• [DIRECTIVE]: Turn everything in the records below from the line containing "Above is an image. You are tasked with finding the blue" down to the line containing "top-left (0, 391), bottom-right (511, 640)", both included, into a JSON list with one string per line and no blank lines. Leave out all other lines.
* begin SOURCE RECORDS *
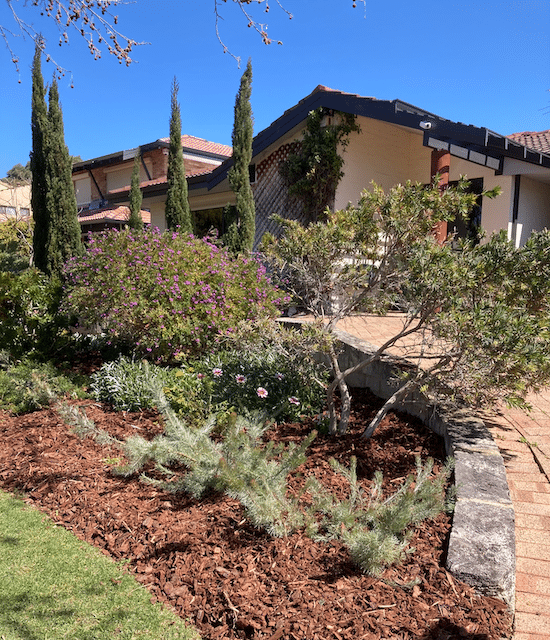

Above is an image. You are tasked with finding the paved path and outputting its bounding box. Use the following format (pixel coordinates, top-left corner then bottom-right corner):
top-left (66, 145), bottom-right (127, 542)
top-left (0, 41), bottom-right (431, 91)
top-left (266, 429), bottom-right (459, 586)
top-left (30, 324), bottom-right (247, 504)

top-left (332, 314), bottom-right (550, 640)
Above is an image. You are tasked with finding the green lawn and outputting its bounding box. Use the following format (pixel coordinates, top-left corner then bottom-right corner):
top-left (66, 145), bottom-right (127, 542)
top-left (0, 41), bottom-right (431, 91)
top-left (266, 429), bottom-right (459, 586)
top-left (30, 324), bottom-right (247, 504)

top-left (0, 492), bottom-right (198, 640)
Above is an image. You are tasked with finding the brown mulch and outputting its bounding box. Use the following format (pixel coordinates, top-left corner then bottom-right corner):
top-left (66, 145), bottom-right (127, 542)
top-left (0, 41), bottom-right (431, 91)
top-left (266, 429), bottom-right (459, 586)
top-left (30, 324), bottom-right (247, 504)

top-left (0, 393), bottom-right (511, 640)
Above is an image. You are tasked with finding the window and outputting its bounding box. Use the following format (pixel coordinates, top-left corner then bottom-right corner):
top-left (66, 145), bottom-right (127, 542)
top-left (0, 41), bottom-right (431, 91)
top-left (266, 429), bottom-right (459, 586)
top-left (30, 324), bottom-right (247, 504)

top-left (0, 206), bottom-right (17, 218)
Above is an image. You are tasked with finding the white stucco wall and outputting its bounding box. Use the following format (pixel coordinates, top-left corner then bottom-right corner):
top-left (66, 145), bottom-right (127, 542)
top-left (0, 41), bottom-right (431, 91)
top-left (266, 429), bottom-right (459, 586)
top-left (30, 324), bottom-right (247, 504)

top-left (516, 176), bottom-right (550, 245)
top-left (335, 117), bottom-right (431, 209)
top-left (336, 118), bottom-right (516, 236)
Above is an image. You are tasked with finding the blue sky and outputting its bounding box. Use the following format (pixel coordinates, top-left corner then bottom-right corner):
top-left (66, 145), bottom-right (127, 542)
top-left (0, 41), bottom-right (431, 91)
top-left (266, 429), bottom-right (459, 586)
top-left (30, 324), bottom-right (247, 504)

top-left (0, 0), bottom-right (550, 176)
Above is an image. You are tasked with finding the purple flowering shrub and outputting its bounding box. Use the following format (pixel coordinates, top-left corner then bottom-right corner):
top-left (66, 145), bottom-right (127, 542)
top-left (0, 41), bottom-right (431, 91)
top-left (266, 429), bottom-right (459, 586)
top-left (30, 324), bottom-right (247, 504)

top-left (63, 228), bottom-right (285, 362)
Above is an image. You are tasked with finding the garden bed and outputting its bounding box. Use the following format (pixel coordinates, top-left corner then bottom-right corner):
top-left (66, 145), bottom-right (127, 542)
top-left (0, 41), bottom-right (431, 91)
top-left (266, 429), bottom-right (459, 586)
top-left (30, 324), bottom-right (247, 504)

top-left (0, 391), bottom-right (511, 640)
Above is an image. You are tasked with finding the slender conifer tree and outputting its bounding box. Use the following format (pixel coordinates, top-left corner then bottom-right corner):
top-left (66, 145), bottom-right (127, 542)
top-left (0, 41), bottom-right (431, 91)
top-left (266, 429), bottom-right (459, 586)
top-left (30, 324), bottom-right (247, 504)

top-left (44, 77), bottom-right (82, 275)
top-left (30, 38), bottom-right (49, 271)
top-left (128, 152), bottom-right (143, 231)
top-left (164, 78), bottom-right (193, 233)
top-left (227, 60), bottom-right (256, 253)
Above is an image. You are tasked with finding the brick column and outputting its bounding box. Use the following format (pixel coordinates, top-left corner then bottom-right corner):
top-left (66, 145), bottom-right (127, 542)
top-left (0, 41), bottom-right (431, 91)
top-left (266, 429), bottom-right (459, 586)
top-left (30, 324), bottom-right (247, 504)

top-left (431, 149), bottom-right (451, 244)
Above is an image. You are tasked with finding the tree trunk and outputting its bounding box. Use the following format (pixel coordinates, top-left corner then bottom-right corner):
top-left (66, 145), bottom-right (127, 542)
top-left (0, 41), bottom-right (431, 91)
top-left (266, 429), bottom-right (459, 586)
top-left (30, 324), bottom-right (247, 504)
* end SOURCE RECORDS *
• [COMPLETE OUTPUT]:
[
  "Above is an image. You are tasked with finding the blue sky and outputting its bounding box. Use the following format (pixel coordinates, top-left corner then bottom-right corner):",
  "top-left (66, 145), bottom-right (127, 542)",
  "top-left (0, 41), bottom-right (431, 91)",
  "top-left (266, 429), bottom-right (459, 586)",
  "top-left (30, 324), bottom-right (247, 504)",
  "top-left (0, 0), bottom-right (550, 176)",
  "Above is an image. You are tasked with finding the purple flowering shrub and outputting its bounding box. Use the following format (pixel coordinates, top-left corner then bottom-right corner):",
  "top-left (66, 145), bottom-right (127, 542)",
  "top-left (0, 41), bottom-right (431, 91)",
  "top-left (266, 429), bottom-right (459, 586)",
  "top-left (30, 324), bottom-right (247, 504)",
  "top-left (63, 228), bottom-right (285, 362)",
  "Above is an image. You are tasked with finding the garden bed and outputting its bounding box. Use the following format (pixel coordinates, top-left corner then bottom-right corner):",
  "top-left (66, 145), bottom-right (127, 542)",
  "top-left (0, 41), bottom-right (431, 91)",
  "top-left (266, 429), bottom-right (459, 586)",
  "top-left (30, 324), bottom-right (247, 504)",
  "top-left (0, 391), bottom-right (511, 640)"
]